Written request 1 >>
List every person named in the second paragraph of the passage on humor in art.

===== Page excerpt

As far as humour is concerned, the 19th century was rather pathetic. That’s why artists like Grandville concentrated mostly on engravings. The German caricaturist Wilhelm Busch also painted landscapes full of expressivity, but with not a trace of humour. And the Avant-garde originally began without the humour that would eventually blossom following the First World War under the name of Dada or Dadaism as a form of cynical anti-art.
Neither was humour in great demand during the post-War Avant-garde. It would not be until emergence of the Fluxus artistic movement in the early sixties that a disfiguration and customisation of artistic ideas would begin. In Viennese Actionism only Otto Mühl included grotesque and humorous elements in his Actions, a comical version of neo-Dadaist humour that in the fifties paid tribute to the Vienna Action Group, with Gerhard Rühm, Oswald Wiener and Konrad Bayer. Within Vienna Actionism, or more accurately the post-Actionism in which we find Helmut Qualtinger and, later, the artist Dieter Roth, Franz West developed his highly personalised version of humour with his “"Paßstücke” (undefined, malleable forms that could be moved and worn on the body).

==========

Written request 2 >>
How many lines of the rows below contain the string "yellow"? Case counts; reply with the number only.

===== Extracted material

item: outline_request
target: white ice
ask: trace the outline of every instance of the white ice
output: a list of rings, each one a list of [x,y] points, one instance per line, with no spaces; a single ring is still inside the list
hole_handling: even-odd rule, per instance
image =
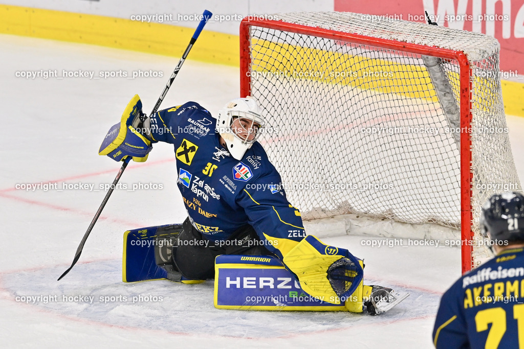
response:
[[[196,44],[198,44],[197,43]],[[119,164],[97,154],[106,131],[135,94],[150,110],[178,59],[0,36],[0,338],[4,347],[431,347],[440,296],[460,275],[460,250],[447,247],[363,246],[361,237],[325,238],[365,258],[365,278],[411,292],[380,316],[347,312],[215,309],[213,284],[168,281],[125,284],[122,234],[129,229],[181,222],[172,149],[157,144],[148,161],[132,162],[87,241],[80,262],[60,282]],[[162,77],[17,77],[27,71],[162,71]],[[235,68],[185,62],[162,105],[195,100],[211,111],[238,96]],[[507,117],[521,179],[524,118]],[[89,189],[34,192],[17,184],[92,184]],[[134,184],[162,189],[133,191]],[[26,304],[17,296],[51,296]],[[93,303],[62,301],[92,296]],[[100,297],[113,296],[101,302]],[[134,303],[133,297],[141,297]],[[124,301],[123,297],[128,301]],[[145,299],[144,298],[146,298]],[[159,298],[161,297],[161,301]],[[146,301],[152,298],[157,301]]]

==========
===== Extracted material

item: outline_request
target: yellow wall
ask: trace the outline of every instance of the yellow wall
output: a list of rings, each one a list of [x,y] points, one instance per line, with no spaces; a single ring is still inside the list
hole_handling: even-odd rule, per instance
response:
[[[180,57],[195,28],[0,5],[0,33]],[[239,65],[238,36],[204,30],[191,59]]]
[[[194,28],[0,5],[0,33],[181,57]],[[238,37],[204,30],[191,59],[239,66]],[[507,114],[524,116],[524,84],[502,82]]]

==========

Exercise solution 1 >>
Otto Mühl, Gerhard Rühm, Oswald Wiener, Konrad Bayer, Helmut Qualtinger, Dieter Roth, Franz West

Exercise solution 2 >>
2